• _Verilen Metin_:
Dünyanın en büyük kitap fuarı olarak kabul edilen Frankfurt Kitap Fuarı, 16 – 20 Ekim tarihleri arasında 76. kez düzenlendi. 153 ülkeden 115.000 ticari ziyaretçi ve 115.000 okurun katıldığı fuarda 4.300’den fazla katılımcıyla 365 ajans da yer aldı. Bu yılki sloganı “okumak” olan fuarın açılışındaki basın toplantısında Elif Şafak da bir konuşma yaptı. 

Fuar Türk yayıncılar için de oldukça önemli bir yere sahip. Özellikle 2008 yılında ‘konuk ülke’ seçilen Türkiye, bu sayede ülke kültürünü ve yayıncılığını uluslararası anlamda tanıtma imkânı buldu. 

Mikroscope olarak biz de fuara katılan yetkin isimlerden görüş alalım istedik. Yayıncılar Birliği Başkanı Kenan Kocatürk, yayıncı-yazar Metin Celâl ve Kalem Ajans kurucusu Nermin Mollaoğlu, fuar izlenimlerini okurlarımız için paylaştı.  

 

“Birçok yayıncı arkadaşımız uluslararası yayıncılık dünyasıyla bu fuar sayesinde tanıştı.”

Kenan Kocatürk, Türkiye Yayıncılar Birliği Yönetim Kurulu Başkanı

İlk olarak 1989 yılında ziyaret ettiğim Frankfurt Kitap Fuarı’na pandemi dönemi ve 2007 yıl haricinde 32 yıldır katılıyorum. Türkiye bu yıl eski yıllarda olduğu gibi Kültür ve Turizm Bakanlığı ile İstanbul Ticaret Odasının kollektif standıyla fuarda yerini aldı. Stantlarda yayıncılarımızın telif hakları satışı amaçlı toplantılarının yanı sıra ülke yayıncılığının örnekleri sergilendi. Bu stantların dışında telif hakları görüşmelerinin ve satışlarının yoğun olarak yapıldığı telif hakları bölümündeki masalarda da ülkemiz ajanslarının görüşmeleri, toplantıları yapıldı.

• _Yapılacak İşler_:
1/ Frankfurt Kitap Fuarı metninden "Mikroscope olarak biz" sözlerini içeren ifadeyle başlayıp "okurlarımız için paylaştı." ile biten bölümü aynen aktarın.
2/ Frankfurt Kitap Fuarı metninde "İlk olarak 1989 yılında" sözleriyle başlayan paragrafı, temel bilgilerini koruyarak kısa bir madde listesine dönüştürün.

• _Veri Alıntıları_:
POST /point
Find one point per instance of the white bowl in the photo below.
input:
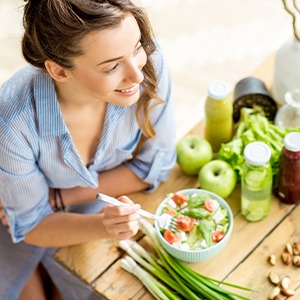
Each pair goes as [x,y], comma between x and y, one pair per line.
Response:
[197,254]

• _Alıştırma Cevapları_:
1/
Mikroscope olarak biz de fuara katılan yetkin isimlerden görüş alalım istedik. Yayıncılar Birliği Başkanı Kenan Kocatürk, yayıncı-yazar Metin Celâl ve Kalem Ajans kurucusu Nermin Mollaoğlu, fuar izlenimlerini okurlarımız için paylaştı.

2/
- Fuarı ilk kez 1989'da ziyaret ettim ve pandemi dönemi ile 2007 yılı dışında 32 yıldır katılıyorum.
- Türkiye bu yıl da Kültür ve Turizm Bakanlığı ile İstanbul Ticaret Odasının kolektif standıyla fuarda yer aldı.
- Stantlarda yayıncılar telif hakları satışı amaçlı toplantılar yaptı ve ülke yayıncılığının örnekleri sergilendi.
- Telif hakları bölümündeki masalarda da Türk ajansları görüşmeler ve toplantılar yaptı.